[Written tasks]
**1.** Could you reproduce word for word the part of the Alice Neel blog post starting with "Neel made portraits" and going on through "their direct gaze."?
**2.** In the Alice Neel blog post, why was the writer's long section on Neel left out of The Divided Heart? Answer in one to three sentences.
**3.** Can you continue the Alice Neel blog post from where it stops?

[Source passage]
One criticism, though, was the lack of single mothers and gay parents in the book. Funnily enough, there are both in The Divided Heart. Perhaps it’s an indication of just how universal the issues around art and motherhood are that this wasn’t more obvious.

Friday, October 30, 2009

A portrait of the artist as a mother


I hoard my clean washing (note I say ‘my’, meaning ‘my family’s’, hmm…) till it reaches a pile big enough to justify a night spent folding it in front of the box — which in my case, not having a telly, means a DVD on the computer.

Having finished the first series of Mad Men — and since this week’s pile had grown to a size equalling a full feature-length movie (see how fun it can get?!) — I decided to watch Alice Neel, a haunting documentary about this extraordinary American painter.

Neel made portraits — of friends, family, lovers, poets, artists, and ordinary people... anyone who crossed her radar — infused with emotional intensity, her sitters challenging the viewer with their direct gaze.

I actually wrote a long section about Neel in The Divided Heart, which was cut out in the final edit. Embarrassingly, my first draft of the book came in at over 120,000 words, more than double that requested by the publisher, so there was plenty of material left on the cutting-room floor, so to speak, much of it investigations into women artists I admire.

As a woman and single mother, Alice Neel (1900–1984) did it tough, but remained utterly dedicated to her art.

The question of whether her obsessive devotion to painting — and the instability that came with that — was to the detriment of her children becomes the unintentional focus of the film, which was made by her grandson, Andrew Neel.

Neel spent much of her life on welfare and was isolated as an artist until the late 1960s and 70s, when the women’s movement embraced her.

In the film she says: “I always felt in a sense that I didn’t have the right to paint because I had two sons and I had so many things that I should be doing and here I was painting.

“… I wanted everything. I didn’t want just art; I wanted everything. Everyone wants everything but then they have to get practical and settle for a certain amount. But maybe I was never that practical.”

Neel lost her first two children, one through death, the other taken from her for complex reasons. These traumas permeated her work, its themes of motherhood, loss and anxiety, for the rest of her career.

In the film, her remaining, adult children have a complex relationship with Neel — loving her as a mother and friend, full of admiration for her work, and yet both nursing hurts that have profoundly shaped them as people.

[Data lines]
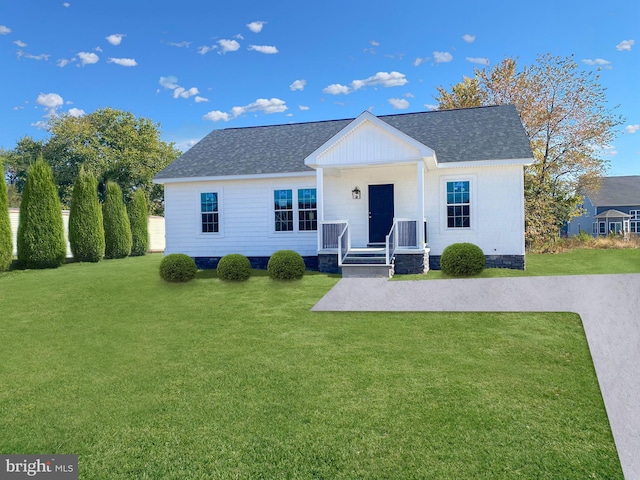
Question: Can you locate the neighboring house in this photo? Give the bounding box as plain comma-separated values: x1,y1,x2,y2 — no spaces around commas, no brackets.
567,175,640,237
154,105,533,275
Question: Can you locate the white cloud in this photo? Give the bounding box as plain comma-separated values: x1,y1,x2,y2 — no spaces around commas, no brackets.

[Answers given]
**1.**
Neel made portraits — of friends, family, lovers, poets, artists, and ordinary people... anyone who crossed her radar — infused with emotional intensity, her sitters challenging the viewer with their direct gaze.

**2.** It was cut in the final edit because the first draft of the book ran to over 120,000 words, more than double the length the publisher had requested. A lot of material had to go, much of it about women artists the writer admires.

**3.**
“I don’t like bohemian culture,” her now very right-wing son, Richard, says. “People are hurt by it. I was hurt by it. People who are engaged in it don’t care about, or feel responsible for, those who are around them, or who depend on them.”

Her second son, Hartley (now a doctor), was badly abused by one of Neel’s long-term partners, and Richard’s father, communist intellectual Sam Brody. It is not stated directly but is suggested that Neel ignored this abuse because she desperately needed Brody’s belief in her as an artist at a time when her work had fallen out of public and critical favour.

And yet, through all his sadness, Hartley has the insight to say: “If she had been satisfied with the paragon of what women were supposed to be in her era, she would have accomplished nothing. She might have been the greatest mother and housewife and all that… [but] this was the other side of the coin in terms of the way Alice saw things. She didn’t want that stuff.”

By the end of this, I tell you, my washing was neatly folded but my heart was a complete shambles.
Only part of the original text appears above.